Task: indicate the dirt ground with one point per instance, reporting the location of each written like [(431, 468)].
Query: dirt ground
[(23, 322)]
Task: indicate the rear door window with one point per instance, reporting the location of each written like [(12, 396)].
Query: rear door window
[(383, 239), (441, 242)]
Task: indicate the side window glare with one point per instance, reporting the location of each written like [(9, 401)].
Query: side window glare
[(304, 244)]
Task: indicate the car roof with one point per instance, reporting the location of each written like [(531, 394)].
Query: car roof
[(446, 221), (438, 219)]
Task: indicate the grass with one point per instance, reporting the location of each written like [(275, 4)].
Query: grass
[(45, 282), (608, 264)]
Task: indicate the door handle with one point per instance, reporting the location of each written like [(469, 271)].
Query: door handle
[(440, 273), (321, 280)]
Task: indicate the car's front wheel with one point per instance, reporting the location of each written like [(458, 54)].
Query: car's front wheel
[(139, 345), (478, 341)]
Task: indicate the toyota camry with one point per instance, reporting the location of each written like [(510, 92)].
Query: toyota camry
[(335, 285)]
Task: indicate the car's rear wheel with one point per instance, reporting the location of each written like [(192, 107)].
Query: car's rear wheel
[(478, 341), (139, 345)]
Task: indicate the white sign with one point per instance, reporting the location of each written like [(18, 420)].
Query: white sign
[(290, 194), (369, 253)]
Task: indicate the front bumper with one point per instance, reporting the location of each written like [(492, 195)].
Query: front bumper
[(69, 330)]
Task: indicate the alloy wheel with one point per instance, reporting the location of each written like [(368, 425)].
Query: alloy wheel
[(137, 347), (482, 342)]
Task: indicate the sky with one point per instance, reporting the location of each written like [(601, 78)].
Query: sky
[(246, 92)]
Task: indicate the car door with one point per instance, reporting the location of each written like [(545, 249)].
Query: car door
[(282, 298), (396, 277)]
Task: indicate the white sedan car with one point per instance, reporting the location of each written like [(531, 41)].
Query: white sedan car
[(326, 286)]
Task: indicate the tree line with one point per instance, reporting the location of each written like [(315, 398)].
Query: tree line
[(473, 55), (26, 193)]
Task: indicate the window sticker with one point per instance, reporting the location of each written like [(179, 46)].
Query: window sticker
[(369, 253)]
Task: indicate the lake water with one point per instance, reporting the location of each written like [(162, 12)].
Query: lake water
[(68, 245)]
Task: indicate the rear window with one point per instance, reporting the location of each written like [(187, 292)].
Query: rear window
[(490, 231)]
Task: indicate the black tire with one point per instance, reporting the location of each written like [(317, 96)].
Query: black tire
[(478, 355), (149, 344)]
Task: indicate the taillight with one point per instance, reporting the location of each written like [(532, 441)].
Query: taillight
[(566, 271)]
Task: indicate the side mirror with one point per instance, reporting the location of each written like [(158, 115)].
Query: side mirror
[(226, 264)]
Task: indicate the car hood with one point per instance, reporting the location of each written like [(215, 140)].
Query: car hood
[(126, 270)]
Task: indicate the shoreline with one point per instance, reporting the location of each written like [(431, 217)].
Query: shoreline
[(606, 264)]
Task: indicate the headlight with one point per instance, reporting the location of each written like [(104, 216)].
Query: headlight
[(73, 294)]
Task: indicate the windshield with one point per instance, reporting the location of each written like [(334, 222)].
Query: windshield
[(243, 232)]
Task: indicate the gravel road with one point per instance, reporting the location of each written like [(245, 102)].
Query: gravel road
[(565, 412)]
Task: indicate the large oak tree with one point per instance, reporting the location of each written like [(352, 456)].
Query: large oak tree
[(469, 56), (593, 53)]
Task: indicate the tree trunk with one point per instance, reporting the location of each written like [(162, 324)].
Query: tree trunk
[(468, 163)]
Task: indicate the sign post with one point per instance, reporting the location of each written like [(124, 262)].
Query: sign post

- Task to complete:
Reproduce the entries from the beginning through the line holding "[(45, 282), (608, 264)]", inclusive, with the entries' own text left unchanged. Multiply every point coordinate in the answers by 1.05, rounding to whole numbers with halves rounded up.

- Solution:
Task: indicate the dirt ground with one point per instance, reporting the location of each written like [(431, 468)].
Query: dirt ground
[(24, 338)]
Task: indicate the rear door window with one point per instance, reporting the location of each written like [(12, 396)].
Query: rear door window
[(402, 251), (463, 254)]
Task: indicate the side window glare with one point per instance, reporting the location of each written like [(9, 401)].
Query: side window glare
[(319, 256)]
Task: indicate the car roof with one point per instance, reporting the location of each written like [(531, 394)].
Query: car roof
[(468, 232), (460, 230)]
Task: indicate the grass with one point per instance, reporting the location of each written like [(275, 4)].
Query: grass
[(47, 296), (638, 277)]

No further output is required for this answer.